--- START ---

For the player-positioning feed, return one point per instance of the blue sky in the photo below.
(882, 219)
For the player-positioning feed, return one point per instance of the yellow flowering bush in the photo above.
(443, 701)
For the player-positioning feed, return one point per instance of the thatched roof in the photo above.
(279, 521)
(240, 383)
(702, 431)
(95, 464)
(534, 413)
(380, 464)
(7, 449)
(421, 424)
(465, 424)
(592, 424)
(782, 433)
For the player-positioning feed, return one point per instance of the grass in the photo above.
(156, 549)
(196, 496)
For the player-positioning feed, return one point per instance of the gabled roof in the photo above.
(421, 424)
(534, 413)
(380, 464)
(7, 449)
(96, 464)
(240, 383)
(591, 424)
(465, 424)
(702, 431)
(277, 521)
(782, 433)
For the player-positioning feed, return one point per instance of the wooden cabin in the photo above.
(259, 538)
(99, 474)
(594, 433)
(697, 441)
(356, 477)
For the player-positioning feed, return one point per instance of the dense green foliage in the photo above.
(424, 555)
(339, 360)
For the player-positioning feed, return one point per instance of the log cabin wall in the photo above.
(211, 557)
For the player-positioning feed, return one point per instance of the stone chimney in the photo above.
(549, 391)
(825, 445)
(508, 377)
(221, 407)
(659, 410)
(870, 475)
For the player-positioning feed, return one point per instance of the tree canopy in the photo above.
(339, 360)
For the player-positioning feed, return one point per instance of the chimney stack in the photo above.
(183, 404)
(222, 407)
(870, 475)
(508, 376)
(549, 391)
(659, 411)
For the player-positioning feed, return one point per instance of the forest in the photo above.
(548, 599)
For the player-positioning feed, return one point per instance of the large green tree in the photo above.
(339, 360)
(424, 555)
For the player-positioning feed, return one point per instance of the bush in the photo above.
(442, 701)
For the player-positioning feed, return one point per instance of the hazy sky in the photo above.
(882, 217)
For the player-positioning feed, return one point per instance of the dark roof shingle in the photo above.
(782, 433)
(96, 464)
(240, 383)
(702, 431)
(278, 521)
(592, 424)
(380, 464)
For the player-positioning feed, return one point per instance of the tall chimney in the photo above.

--- END ---

→ **Exercise**
Your task is to output all of the data above word for word.

→ **Reply**
For the player-positioning feed, return one point per instance of the blue sky in the photo below.
(882, 219)
For the player-positioning feed, return one point per instance of the yellow flowering bush in the photo above.
(443, 701)
For the player-positioning feed, return one point per instance of the thatched roof in the photo above.
(279, 521)
(240, 383)
(702, 431)
(95, 464)
(534, 413)
(380, 464)
(7, 449)
(421, 424)
(465, 424)
(592, 424)
(782, 433)
For the player-positioning feed, return one point per instance of the grass in the photo above.
(156, 549)
(196, 496)
For the player-positioning feed, return one point per instance of the gabled roof in the photo above.
(421, 424)
(534, 413)
(380, 464)
(7, 449)
(96, 464)
(240, 383)
(591, 424)
(465, 424)
(702, 431)
(277, 521)
(782, 433)
For the player-positioning feed, return one point per instance of the wooden cabin in the photo above.
(259, 538)
(99, 474)
(594, 433)
(697, 441)
(356, 477)
For the player-positioning feed, return one point per instance of the dense green foliage in the photo above.
(424, 555)
(339, 360)
For the player-positioning feed, return one point per instance of the log cabin wall in the photo above.
(211, 557)
For the player-positioning feed, return one point per instance of the stone chimney in the photo above.
(549, 391)
(825, 445)
(508, 377)
(221, 407)
(659, 410)
(870, 475)
For the player-positioning feed, return one point per instance of the tree canopy in the photo above.
(339, 360)
For the player-positioning feed, return one point per instance of the chimney stack in the photo above.
(183, 404)
(222, 407)
(870, 475)
(508, 376)
(549, 391)
(659, 411)
For the player-positioning feed, return one point per instance of the forest in the photo above.
(548, 599)
For the player-positioning feed, return one point per instance of the large green tree in the photo above.
(339, 360)
(424, 555)
For the player-positioning feed, return one point per instance of the bush in the photo above.
(442, 701)
For the player-positioning feed, return one point per instance of the hazy sky in the photo above.
(882, 217)
For the player-positioning feed, return one point per instance of the dark roof shingle in the photo above.
(782, 433)
(96, 464)
(240, 383)
(702, 431)
(278, 521)
(592, 424)
(380, 464)
For the player-positioning feed, return one point per instance of the tall chimney in the photo above.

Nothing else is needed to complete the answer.